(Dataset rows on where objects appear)

= = =

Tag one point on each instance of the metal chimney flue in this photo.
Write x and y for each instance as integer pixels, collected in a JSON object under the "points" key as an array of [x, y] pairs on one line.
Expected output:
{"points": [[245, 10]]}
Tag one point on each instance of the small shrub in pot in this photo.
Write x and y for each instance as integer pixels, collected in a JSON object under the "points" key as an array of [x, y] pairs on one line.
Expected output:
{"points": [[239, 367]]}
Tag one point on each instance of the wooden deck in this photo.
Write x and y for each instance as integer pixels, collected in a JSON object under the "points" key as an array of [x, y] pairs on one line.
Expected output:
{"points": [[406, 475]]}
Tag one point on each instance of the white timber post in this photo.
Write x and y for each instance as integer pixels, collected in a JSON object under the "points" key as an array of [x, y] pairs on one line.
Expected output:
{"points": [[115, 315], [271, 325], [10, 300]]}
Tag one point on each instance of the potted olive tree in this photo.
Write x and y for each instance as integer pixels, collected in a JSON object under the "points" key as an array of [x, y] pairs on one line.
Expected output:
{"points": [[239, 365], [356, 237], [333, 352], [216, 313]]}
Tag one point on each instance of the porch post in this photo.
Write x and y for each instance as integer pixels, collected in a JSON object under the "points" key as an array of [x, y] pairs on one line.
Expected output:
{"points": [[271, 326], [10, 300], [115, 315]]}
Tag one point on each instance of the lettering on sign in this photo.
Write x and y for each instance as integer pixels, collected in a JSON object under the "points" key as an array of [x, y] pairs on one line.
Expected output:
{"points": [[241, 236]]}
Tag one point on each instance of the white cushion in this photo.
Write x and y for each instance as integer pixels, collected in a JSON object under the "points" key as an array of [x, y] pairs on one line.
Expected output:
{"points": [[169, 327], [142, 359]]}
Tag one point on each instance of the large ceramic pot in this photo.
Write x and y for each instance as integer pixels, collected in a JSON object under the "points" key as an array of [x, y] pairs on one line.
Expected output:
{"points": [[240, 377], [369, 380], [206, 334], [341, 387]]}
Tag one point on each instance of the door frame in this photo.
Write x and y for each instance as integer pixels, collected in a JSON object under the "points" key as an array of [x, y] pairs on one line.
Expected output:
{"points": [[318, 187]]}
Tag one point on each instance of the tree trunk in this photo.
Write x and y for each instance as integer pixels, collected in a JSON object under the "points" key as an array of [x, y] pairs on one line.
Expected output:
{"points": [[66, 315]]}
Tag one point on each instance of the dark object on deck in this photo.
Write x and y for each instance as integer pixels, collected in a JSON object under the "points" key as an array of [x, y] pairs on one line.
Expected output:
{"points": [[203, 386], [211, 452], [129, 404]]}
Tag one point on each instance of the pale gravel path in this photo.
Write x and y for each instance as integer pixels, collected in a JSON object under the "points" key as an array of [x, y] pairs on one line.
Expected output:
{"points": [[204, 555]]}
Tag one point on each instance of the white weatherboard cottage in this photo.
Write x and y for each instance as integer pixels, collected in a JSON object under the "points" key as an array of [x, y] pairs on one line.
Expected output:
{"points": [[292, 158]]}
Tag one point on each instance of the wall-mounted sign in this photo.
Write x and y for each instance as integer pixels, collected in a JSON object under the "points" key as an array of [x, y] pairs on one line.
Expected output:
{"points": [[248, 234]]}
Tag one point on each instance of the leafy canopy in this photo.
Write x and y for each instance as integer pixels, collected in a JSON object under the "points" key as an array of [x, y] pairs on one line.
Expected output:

= = =

— Work to do —
Take the material above and return all of it exactly.

— Problem solution —
Tag one point on each instance of the metal chimney flue in this photo.
Write x and y for each instance as integer pixels, collected in a JSON object under the "points" key as an array of [x, y] pairs on one line.
Expected output:
{"points": [[245, 10]]}
Tag one point on each instance of the small shrub in pot in this photo.
Write x and y for each instance as integer pixels, collected in a JSON object under the "points" key as an array of [x, y] pairs on one line.
Expected output:
{"points": [[239, 367]]}
Tag one point on each instance of the wooden deck in this photo.
Write x and y for each instance as integer pixels, collected in a JSON object under the "points" key as an array of [x, y] pairs on one line.
Expected output:
{"points": [[406, 475]]}
Tag one point on each instance of the white timber post in this photo.
Write x and y for each instance as integer pixels, collected in a JSON object under the "points" key as an array of [x, y] pairs on one line.
Expected output:
{"points": [[115, 315], [271, 325], [10, 300]]}
Tag one point on each instance of the potted olive tree in this photo.
Write x and y for each instance as integer pixels, collected in a JSON object under the "points" key as an array of [x, y] pairs on one line.
Expected output:
{"points": [[239, 365], [356, 237], [333, 352], [216, 313]]}
Tag one point on each instance of the porch post in this photo.
Write x and y for each instance as integer pixels, collected in a JSON object under the "points" key as an array of [x, y] pairs on one line.
Expected output:
{"points": [[271, 326], [10, 300], [115, 315]]}
Tag one point on each instance of the lettering on sign in this photo.
Write x and y for each instance as integer pixels, collected in a JSON object under the "points" key as an array of [x, y] pairs on one line.
Expected output:
{"points": [[241, 236]]}
Tag one point on each instance of the white cushion in this photo.
Write x and y for each instance as integer pixels, collected in a JSON object under the "points" key as an array of [x, y] pairs on one line.
Expected output:
{"points": [[169, 327], [142, 359]]}
Tag one point on each instance of the large ceramic pot in this photo.
Write x and y for each instance as integer pixels, collected in a JSON object under the "points" key as an array of [x, y] pairs on one line.
Expected output:
{"points": [[240, 377], [369, 380], [206, 334], [341, 387]]}
Tag one point on each instance of the door frame in this photo.
Write x and y for each instance as integer pixels, collected in a JSON object under the "points" key as an array of [x, y] pairs on one line.
Expected output:
{"points": [[318, 187]]}
Tag one point on each instance of the tree trunk in this photo.
Write x and y for each instance as integer pixels, collected in a JSON object under the "points" key as an array of [x, y] pairs on one line.
Expected output:
{"points": [[66, 315]]}
Tag one point on each instance of the dark object on deck in this photo.
Write x and y for each instance as integer pixels, collected in a JSON object under the "points" key as an array of [x, y] pairs on one line.
Expected output:
{"points": [[203, 386], [211, 452], [129, 404]]}
Tag one point on each instance of the pale gravel path in this photo.
Write x and y for each instance as integer pixels, collected in a JSON object under the "points" key as an array of [x, y] pairs on one line.
Expected output:
{"points": [[204, 555]]}
Tag one point on each instance of the white weatherboard cottage in this photo.
Write x and y for each instance as integer pixels, collected in a JSON object under the "points" key as an array of [x, y] pairs on one line.
Expected output:
{"points": [[292, 158]]}
Tag one point on each instance of the wall-mounted sign in this photo.
Write x and y for each instance as integer pixels, collected in a JSON object under the "points" key as an array of [x, y] pairs on one line.
Expected output:
{"points": [[248, 234]]}
Tag one point on each instance of the leafy canopy in this photo.
Write x and y for each instance as integer pixels, collected in a JSON object under the "points" key as an array of [x, y] pairs on one line.
Expected output:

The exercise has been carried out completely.